Segment Open
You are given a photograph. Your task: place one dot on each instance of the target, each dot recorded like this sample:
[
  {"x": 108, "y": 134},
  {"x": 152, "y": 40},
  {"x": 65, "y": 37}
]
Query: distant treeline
Segment Closed
• Problem to work on:
Transcribe the whole listing exactly.

• Written response:
You are given a photograph. Your task: place one dot on each instance of the target, each dot recorded like this sample:
[
  {"x": 108, "y": 134},
  {"x": 152, "y": 40},
  {"x": 65, "y": 37}
]
Query: distant treeline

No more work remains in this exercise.